- **Task objective**
Print all of the following material again line for line, changing nothing.

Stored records

+++++

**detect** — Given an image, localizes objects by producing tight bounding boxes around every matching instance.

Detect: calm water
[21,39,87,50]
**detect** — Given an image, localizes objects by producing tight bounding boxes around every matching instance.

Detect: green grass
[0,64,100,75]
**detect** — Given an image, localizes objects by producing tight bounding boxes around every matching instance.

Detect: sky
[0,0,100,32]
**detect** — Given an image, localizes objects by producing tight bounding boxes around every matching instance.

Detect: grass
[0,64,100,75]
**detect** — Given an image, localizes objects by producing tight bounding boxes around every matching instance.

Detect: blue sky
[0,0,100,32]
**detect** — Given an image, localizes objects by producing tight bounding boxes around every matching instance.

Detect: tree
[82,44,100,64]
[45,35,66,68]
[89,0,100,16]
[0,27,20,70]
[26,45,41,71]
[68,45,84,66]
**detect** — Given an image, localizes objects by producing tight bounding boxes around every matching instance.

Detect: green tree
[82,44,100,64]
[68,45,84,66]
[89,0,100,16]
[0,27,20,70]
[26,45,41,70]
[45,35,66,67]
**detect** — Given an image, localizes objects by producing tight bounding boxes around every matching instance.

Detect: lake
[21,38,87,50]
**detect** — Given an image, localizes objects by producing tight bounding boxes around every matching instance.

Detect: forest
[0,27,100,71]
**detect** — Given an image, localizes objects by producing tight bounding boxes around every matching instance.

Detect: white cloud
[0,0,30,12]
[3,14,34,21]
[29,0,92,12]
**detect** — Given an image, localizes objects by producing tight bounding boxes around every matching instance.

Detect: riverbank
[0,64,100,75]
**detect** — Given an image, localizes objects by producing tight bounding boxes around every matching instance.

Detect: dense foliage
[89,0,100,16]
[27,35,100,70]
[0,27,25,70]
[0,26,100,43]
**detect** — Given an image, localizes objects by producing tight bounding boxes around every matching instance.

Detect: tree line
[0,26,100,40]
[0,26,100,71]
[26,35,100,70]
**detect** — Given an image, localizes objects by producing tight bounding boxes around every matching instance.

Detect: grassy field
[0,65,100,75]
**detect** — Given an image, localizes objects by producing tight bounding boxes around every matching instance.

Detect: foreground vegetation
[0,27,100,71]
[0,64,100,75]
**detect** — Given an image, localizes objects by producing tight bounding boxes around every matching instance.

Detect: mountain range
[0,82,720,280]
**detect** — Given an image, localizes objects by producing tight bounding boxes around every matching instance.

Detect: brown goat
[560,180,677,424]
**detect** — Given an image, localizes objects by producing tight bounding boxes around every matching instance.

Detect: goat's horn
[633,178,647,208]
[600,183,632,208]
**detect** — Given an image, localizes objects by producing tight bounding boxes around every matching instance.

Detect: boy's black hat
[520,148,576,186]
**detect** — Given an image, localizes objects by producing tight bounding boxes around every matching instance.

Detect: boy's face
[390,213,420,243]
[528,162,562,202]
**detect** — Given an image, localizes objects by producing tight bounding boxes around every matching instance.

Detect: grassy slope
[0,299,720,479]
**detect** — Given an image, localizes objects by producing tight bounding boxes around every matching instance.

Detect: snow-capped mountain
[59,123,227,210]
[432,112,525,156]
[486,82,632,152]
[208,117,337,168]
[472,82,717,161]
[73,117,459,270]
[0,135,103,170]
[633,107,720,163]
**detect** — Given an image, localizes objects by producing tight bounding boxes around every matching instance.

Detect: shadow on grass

+++++

- **Answer to the problem**
**detect** — Given an image, localizes objects by producing tight bounding boxes around every matching instance.

Detect: calm water
[21,39,87,50]
**detect** — Given an image, localizes objects by producing tight bounding boxes around every matching instance.

Detect: green grass
[0,64,100,75]
**detect** — Given an image, localizes objects by producing tight bounding boxes around every matching instance.

Detect: sky
[0,0,100,32]
**detect** — Given an image, localizes objects by producing tight bounding boxes around every matching instance.

Detect: grass
[0,64,100,75]
**detect** — Given an image, localizes objects by producing tight bounding boxes around every matching instance.

Detect: blue sky
[0,0,100,32]
**detect** — Given an image, localizes objects by producing tight bounding boxes around every matching instance.

Detect: tree
[82,44,100,64]
[45,35,66,68]
[89,0,100,16]
[0,27,20,70]
[26,45,41,71]
[68,45,84,66]
**detect** — Given an image, localizes objects by producing tight bounding boxes around every matching instance.

Detect: green tree
[82,44,100,64]
[68,45,84,66]
[89,0,100,16]
[0,27,20,70]
[26,45,41,70]
[45,35,66,67]
**detect** — Given an image, localizes objects by producing tight bounding boxes around every matching instance.

Detect: lake
[21,38,87,50]
**detect** — Given an image, localizes objects by producing tight bounding boxes around every matching instance.

Detect: forest
[0,27,100,71]
**detect** — Given an image, localizes objects by producing tight bounding boxes around every matching instance.

Detect: white cloud
[0,0,30,12]
[3,14,34,21]
[29,0,92,12]
**detect** — Given an image, localizes objects by producing tight bounding boxes around every matching instance.

Detect: riverbank
[0,64,100,75]
**detect** — Given an image, localizes objects by producing tight bounding boxes around every matching instance.

Detect: dense foliage
[89,0,100,16]
[27,35,100,70]
[0,27,25,70]
[0,26,100,43]
**detect** — Given an image, localizes objects by producing tight bounding boxes around every matching instance.

Detect: tree line
[0,26,100,40]
[0,26,100,71]
[26,35,100,70]
**detect** — Given an image, localizes objects by producing tight bounding boxes around every matching instance.

Detect: grassy field
[0,65,100,75]
**detect** — Given an image, localizes objects by producing tight bounding boxes around every matching instance.

Detect: foreground vegetation
[0,27,100,71]
[0,64,100,75]
**detect** — Given an image, localizes objects by producing tight bounding boxes around every matching instance.

Detect: mountain range
[0,82,720,280]
**detect** — Given an image, localizes objects by producing tight bounding boxes around every matching instance.

Detect: brown goat
[560,180,677,424]
**detect** — Given an image, localizes objects by producing tight bounding boxes around every matching instance.

Detect: goat's horn
[633,178,647,208]
[600,183,632,208]
**detect** — Given an image, localizes objects by producing tight bounding boxes around every matching instance.

Detect: boy's black hat
[520,148,576,186]
**detect** — Given an image, localizes objects by producing tight bounding boxes around every matching instance.

Detect: boy's face
[390,213,420,243]
[528,162,562,202]
**detect** — Given an image, localizes objects by producing tight bounding boxes around every matching instance.

Detect: grassy slope
[0,299,720,479]
**detect** — Given an image, localizes objects by producing tight bounding boxes around every matching instance.

Detect: snow-capped mountain
[59,123,227,210]
[432,112,525,156]
[486,82,632,152]
[208,117,337,168]
[472,82,717,161]
[73,117,459,270]
[0,135,103,170]
[633,107,720,163]
**detect** — Given an image, localizes objects by producing tight bounding boxes around every matching instance.

Detect: shadow on grass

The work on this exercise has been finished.